* _STATED GOAL_
Change "photograph" to "image" throughout the listing below, then write out the whole listing again with nothing else altered. Omit the pictures from your answer.
-- start --
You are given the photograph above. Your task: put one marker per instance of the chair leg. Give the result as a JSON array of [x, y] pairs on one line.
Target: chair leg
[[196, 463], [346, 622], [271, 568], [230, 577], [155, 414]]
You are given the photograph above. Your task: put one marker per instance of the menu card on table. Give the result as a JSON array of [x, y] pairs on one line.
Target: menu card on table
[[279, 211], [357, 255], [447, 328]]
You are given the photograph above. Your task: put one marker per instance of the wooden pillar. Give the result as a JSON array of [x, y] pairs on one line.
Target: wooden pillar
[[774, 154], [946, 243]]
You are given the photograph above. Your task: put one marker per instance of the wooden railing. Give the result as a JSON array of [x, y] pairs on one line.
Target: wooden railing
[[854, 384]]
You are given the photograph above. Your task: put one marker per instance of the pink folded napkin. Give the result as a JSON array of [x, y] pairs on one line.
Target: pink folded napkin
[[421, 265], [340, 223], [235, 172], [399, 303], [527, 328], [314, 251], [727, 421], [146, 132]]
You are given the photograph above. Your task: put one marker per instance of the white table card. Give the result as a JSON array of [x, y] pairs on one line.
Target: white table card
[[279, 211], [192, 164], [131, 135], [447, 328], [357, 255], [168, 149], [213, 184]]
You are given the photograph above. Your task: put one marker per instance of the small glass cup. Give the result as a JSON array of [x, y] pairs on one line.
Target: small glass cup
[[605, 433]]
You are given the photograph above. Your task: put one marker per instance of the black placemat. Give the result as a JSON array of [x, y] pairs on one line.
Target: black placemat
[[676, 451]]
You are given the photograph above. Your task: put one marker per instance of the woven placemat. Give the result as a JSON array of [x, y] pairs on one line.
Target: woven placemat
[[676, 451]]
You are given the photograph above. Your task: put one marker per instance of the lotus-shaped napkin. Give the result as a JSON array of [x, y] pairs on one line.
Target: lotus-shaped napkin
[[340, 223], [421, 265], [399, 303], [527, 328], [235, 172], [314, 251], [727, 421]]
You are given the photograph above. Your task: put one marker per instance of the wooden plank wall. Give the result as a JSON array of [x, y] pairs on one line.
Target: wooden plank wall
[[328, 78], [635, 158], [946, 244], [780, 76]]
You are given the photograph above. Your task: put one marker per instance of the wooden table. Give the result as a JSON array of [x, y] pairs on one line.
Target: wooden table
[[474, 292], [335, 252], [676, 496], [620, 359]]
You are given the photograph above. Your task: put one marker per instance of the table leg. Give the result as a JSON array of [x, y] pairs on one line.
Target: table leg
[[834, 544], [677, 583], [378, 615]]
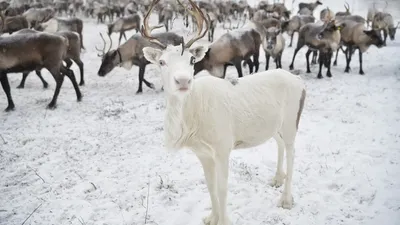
-- end --
* _SOLUTION FOR THIS TASK_
You are given the image above. Your task: put one marker per instance of the chair leg. Give the result as a JSON array of [x, y] pairs on one line.
Target: chair leg
[[196, 463], [346, 622], [271, 568], [230, 577], [155, 414]]
You are given the image above. Your task: put one marker per instance of the menu card on table. Give the result as a JSON array of [x, y] pairs on one line.
Target: menu card on table
[[279, 211], [357, 255], [447, 328]]
You are given the image above. Your task: put one marker per instance of the wooden pillar. Give the result as a JSON array of [x, y] pairs on one line.
Target: wooden pillar
[[774, 154], [946, 243]]
You are given the image above. Your task: put one marker per instance of the wooden railing. Give the result as a JSON array of [x, y] pairs on one line.
Target: wooden railing
[[854, 384]]
You are given the image above. Your task: put one marker per instance of the pink folded napkin. Give the result as a JSON array of [x, y] pairs on one line.
Target: pink folded napkin
[[421, 265], [340, 223], [235, 172], [399, 303], [527, 328], [314, 251], [727, 421], [146, 132]]
You are given the image above. Your task: put one marker per instance of the white table card. Give the result as a JSON array of [x, y] pairs on one line.
Target: white table card
[[279, 211], [192, 164], [131, 135], [447, 328], [357, 255], [168, 149], [213, 184]]
You are given the image above. Your task: put one marker per instance of the small glass cup. Give the result as a JSON array of [x, y] pairs on one line.
Target: small glass cup
[[605, 433]]
You are given the image above. Your task: put one marker per instance of the black placemat. Give the result as a JSON array of [x, y] pairs on one line.
Target: black placemat
[[676, 451]]
You are given the image above. Your task: put one marker per instance of the woven placemat. Give the result as a JSON array of [x, y] pairs on one line.
Target: woven placemat
[[676, 451]]
You are given the image above. Your task: put one marker per instance of the lotus-shaped napkin. Give the result as a JSON array of [x, y] pairs on one line.
Target: lotus-shaped napkin
[[340, 223], [421, 265], [399, 303], [527, 328], [235, 172], [314, 251], [727, 421]]
You are given the image above. Your task: put one marker per instance of the wooden plank wall. Give the result as a JSON array of [x, y] pairs on one line.
Target: wooden plank wall
[[328, 78], [635, 158], [946, 244], [780, 76]]
You are given the image above. Your task: put one marker per instance of the wooden table. Give the result as a JSON array of [x, y] pairs on one line.
Target: wooden table
[[474, 292], [335, 252], [676, 496], [620, 359]]
You are given the image above. Your task: put one marker per instance of the table leg. Give the result as a JSON array of [x, y] pairs on one line.
Target: table leg
[[834, 544], [677, 583], [378, 615]]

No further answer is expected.